## Written request
Copy out exactly the lines from the line containing "drawer, I would be grateful." to the end of the listing.

(Contour labeling entries)
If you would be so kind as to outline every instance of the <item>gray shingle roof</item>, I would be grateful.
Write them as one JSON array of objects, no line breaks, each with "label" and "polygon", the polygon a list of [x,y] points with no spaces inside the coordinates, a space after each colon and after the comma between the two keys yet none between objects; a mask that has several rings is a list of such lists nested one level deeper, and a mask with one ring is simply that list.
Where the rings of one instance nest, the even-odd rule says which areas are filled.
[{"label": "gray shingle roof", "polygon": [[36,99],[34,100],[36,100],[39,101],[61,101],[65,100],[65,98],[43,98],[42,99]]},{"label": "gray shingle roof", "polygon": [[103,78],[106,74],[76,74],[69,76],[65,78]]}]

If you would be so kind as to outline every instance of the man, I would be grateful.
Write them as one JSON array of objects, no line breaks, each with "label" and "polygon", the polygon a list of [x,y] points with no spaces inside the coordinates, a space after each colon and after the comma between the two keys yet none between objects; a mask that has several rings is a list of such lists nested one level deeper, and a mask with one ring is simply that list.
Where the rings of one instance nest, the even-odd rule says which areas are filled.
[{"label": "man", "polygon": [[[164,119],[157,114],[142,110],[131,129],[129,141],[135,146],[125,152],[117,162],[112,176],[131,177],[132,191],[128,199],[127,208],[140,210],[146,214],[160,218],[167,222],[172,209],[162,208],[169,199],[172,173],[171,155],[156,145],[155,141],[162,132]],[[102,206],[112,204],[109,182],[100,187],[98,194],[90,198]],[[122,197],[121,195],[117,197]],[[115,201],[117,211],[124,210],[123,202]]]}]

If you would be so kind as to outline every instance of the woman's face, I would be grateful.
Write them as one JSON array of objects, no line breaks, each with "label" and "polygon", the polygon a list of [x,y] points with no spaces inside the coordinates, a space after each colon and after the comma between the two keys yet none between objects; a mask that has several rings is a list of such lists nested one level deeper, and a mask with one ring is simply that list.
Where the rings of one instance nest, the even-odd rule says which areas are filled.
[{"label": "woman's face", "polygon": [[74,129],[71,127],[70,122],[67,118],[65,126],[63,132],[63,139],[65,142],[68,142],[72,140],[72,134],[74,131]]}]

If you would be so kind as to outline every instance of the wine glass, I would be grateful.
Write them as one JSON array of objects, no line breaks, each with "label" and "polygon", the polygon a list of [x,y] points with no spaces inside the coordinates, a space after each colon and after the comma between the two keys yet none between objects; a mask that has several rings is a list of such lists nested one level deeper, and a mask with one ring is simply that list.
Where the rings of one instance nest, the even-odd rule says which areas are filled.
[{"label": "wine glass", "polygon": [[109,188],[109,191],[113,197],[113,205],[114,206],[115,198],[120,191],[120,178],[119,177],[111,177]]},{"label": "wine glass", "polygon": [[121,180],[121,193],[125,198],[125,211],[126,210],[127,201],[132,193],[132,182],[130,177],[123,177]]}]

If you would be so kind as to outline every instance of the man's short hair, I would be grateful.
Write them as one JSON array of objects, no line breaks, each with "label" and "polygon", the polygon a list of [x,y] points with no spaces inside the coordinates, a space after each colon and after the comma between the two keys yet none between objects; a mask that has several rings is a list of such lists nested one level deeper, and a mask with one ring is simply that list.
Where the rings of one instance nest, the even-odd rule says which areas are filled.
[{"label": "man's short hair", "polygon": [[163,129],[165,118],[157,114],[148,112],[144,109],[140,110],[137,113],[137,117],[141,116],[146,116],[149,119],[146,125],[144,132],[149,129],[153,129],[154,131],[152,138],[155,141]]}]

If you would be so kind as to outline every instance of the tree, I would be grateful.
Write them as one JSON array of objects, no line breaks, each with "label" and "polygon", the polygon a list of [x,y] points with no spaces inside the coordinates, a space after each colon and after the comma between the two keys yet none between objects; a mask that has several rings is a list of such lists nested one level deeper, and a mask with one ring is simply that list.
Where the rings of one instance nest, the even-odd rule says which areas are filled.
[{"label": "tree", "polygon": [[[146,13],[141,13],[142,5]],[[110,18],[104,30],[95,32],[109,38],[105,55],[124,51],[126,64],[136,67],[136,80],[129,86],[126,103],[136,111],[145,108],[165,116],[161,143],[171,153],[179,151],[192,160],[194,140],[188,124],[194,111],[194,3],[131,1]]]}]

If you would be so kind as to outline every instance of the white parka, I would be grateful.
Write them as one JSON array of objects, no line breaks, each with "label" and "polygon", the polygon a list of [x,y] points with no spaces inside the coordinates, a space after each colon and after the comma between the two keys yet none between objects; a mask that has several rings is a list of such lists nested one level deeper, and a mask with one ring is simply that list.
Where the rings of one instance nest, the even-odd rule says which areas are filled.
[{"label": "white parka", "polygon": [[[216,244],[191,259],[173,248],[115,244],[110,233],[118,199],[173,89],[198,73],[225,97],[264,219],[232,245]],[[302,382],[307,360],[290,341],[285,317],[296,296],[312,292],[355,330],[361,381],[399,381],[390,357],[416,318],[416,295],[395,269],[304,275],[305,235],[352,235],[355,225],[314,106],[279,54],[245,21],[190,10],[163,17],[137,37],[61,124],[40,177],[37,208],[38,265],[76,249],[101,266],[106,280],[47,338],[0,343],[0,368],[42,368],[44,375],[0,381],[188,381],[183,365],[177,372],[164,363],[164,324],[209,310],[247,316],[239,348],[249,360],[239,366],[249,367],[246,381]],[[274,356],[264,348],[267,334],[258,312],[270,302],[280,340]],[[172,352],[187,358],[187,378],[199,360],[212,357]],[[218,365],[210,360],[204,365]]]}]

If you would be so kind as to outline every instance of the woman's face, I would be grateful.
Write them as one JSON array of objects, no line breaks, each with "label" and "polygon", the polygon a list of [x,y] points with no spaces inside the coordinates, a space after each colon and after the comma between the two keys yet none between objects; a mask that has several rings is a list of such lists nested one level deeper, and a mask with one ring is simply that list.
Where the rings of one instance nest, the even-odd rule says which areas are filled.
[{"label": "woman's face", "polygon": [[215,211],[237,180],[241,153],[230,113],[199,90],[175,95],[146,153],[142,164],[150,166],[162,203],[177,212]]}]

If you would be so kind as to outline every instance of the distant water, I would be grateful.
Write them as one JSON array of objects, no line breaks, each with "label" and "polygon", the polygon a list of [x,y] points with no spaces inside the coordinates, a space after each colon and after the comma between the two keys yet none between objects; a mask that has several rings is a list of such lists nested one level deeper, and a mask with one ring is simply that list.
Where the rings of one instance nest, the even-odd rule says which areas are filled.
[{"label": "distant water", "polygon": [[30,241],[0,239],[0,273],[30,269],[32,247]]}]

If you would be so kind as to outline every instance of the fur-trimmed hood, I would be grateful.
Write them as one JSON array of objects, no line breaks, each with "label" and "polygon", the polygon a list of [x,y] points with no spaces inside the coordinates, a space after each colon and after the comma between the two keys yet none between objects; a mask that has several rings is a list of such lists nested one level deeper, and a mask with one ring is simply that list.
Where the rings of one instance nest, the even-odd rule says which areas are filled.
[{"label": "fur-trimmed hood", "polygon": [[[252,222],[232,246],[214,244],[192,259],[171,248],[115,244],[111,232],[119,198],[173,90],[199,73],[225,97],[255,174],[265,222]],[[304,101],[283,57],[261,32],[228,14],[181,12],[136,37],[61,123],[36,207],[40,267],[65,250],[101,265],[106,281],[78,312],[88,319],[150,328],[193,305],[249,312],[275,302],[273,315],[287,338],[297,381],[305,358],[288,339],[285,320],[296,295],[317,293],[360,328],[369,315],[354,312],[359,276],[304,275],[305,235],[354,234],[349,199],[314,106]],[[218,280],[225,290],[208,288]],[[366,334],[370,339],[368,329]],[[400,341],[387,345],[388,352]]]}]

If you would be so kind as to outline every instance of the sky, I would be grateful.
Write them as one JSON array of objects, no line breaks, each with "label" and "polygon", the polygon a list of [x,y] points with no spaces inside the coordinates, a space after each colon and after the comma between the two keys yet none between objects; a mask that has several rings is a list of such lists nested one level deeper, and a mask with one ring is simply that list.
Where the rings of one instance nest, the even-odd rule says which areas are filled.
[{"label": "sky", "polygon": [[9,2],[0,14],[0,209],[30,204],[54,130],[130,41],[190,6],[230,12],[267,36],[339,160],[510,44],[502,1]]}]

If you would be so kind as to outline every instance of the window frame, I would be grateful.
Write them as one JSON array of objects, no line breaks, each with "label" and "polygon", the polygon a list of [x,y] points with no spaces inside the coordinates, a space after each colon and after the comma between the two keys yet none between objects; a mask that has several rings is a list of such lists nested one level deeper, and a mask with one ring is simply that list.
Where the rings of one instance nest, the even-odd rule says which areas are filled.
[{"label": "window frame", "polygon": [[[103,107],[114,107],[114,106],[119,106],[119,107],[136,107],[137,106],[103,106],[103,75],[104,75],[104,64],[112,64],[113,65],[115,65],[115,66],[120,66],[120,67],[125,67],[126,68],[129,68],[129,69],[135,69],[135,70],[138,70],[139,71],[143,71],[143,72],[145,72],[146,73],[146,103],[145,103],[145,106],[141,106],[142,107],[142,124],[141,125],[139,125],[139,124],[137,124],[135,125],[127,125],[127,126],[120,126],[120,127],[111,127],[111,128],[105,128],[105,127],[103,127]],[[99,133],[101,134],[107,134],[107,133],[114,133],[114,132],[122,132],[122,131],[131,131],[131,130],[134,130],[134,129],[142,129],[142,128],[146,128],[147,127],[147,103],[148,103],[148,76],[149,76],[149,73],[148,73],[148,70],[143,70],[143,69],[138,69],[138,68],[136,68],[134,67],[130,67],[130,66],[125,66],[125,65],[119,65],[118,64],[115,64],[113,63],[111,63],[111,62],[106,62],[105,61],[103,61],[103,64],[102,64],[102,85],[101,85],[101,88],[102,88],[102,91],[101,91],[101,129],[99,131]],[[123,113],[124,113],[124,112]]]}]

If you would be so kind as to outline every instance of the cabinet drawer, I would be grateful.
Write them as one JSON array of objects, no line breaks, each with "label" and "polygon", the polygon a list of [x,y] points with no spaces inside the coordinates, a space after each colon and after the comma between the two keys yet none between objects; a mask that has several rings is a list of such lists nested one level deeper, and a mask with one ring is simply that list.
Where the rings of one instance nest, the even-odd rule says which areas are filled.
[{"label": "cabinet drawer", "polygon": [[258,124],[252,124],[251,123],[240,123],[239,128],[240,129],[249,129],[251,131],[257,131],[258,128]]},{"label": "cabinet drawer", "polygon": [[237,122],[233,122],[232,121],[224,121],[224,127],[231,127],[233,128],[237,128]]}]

## Task answer
If you would be so kind as to outline every instance of the cabinet drawer, I would be grateful.
Write them as one JSON array of objects, no line breaks, each with "label" and "polygon", the polygon a list of [x,y] points with no spaces inside the coordinates, a space after each colon and after the comma between the two keys yet none between objects; a mask that has several rings is a list of such lists nested one level deeper, and a mask with one ring is simply that list.
Where the rings of one instance nest, the even-odd rule says which areas are filled.
[{"label": "cabinet drawer", "polygon": [[258,124],[252,124],[251,123],[240,123],[239,128],[240,129],[249,129],[251,131],[257,131],[258,128]]},{"label": "cabinet drawer", "polygon": [[237,122],[233,122],[232,121],[224,121],[224,127],[231,127],[233,128],[237,128]]}]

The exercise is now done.